> **COMPLETE THE FOLLOWING**
A. Answer these questions about the football blog post:
(i) Which player does the writer want Del Bosque not to start?
(ii) Which club did Benayoun leave Liverpool for?
(iii) Which country does the writer call the greatest example of exceeding expectation at 2010?
B. Reproduce, word for word, the part of the football blog post that opens with "Woy Hodgson is" and closes with "report £15m to spend.".

> **DOCUMENT EXCERPT**
↓

Sunday, 4 July 2010

Viva Espana

Good luck to Spain against Germany - they'll need it.
That said, the tournament pre-favourites have looked dire, but generally only when Torres is starting.  As soon as he's taken off, they come to life.  The benefit of having a mobile frontman in Villa and a creative but steely  Fabregas in support seems to liberate them, mainly in the way England would have benefited with Rooney up top on his own.
Torres is yet another of the big guns who've been piss-poor - Torres, Ronaldo, Rooney, Kaka, Messi.  The top five players in the world at club level, and they've been shockingly out of sorts.
Torres does not look fit, does not look motivated, does not seem to have the belief of his colleagues.
Make sure that you don't start with Torres, Del Bosque, now will you?

Woy of the Pool

Good appointment by Liverpool.  Very smart.
Woy Hodgson is a nice bloke, intelligent, eloquent, multi-lingual, and an achiever. Despite his poor spell at Blackburn, he's achieved everywhere he's gone.  He turned Fulham from relegation fodder to the league position that Liverpool finished this season just gone.  Then a Europa Cup final playing the opposite of the sort of football Rafa Benitez played in the Champions League.
But he's got a big challenge on.  He's just lost one of the few decent players - Benayoun to Chelsea on a Free - and he's only got a report £15m to spend.
Not wishing to come over all Football Manager, but Woy has some simple choices to make:

  1. Sell Gerrard, Mascherano and Torres - that'll net £100m, probably.
  2. Ship out Benitez' duds - Kuyt (who is astonishingly having a good world cup, so might go in group 1), Lucas, Arveloa, N'Gog, etc (to the power of a million).
  3. Spend whatever you get left over on decent players.
Easy.
I hate Liverpool, but I wish Woy luck there.

Expectation

A similar post to the previous one - what is expectation?
32 Countries go to the World Cup, and each one has an expectation.
There are duffers like New Zealand, Algeria and North Korea (and my native Scotland, should we ever qualify again) whose expectation is that they'll go out first round, without a win.  Exceeding that expectation - scoring a goal, winning - is easy, you might think.  Paraguay are the greatest example at 2010.
The middle-ranking nations - Ghana, Slovenia/akia, Australia, US, Mexico, Uruguay - all expect a gallant run to the second round, not necessarily getting there, and being pumped by the group winner and the second round opponents.  That is easy to manage - qualify for the second round.  Uruguay are greatly exceeding this. Ghana should be
The so-called big guns, though.  Okay, I'll list them:

  • England
  • Germany
  • Spain
  • Netherlands
  • Italy
  • France
  • Portugal
  • Argentina
  • Brazil

All of these nations have an expectation that they would win the World Cup.  Add in Uruguay, and that's 10 countries for whom anything less than the semis is abject failure - sack the coach, ditch the team.  Of those, two went out in the group stages, two in the second round, two in the quarters, so six nations have abjectly failed.  However awful England were, they and Argentina lost to the current favourites, the Germans.  Arguably, only Brazil, Germany and Italy have the history, and Spain the current squad and form, to have such an expectation.

↑

> **DATA**
↓

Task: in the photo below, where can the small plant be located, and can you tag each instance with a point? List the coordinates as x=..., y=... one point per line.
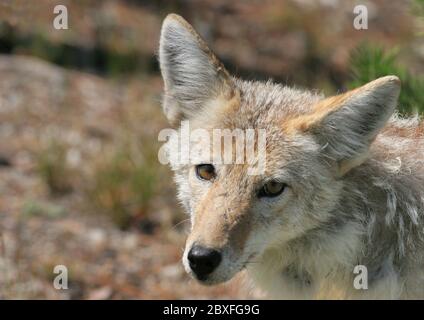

↑

> **EXERCISE RESPONSES**
A.
(i) Torres
(ii) Chelsea
(iii) Paraguay

B.
Woy Hodgson is a nice bloke, intelligent, eloquent, multi-lingual, and an achiever. Despite his poor spell at Blackburn, he's achieved everywhere he's gone.  He turned Fulham from relegation fodder to the league position that Liverpool finished this season just gone.  Then a Europa Cup final playing the opposite of the sort of football Rafa Benitez played in the Champions League.
But he's got a big challenge on.  He's just lost one of the few decent players - Benayoun to Chelsea on a Free - and he's only got a report £15m to spend.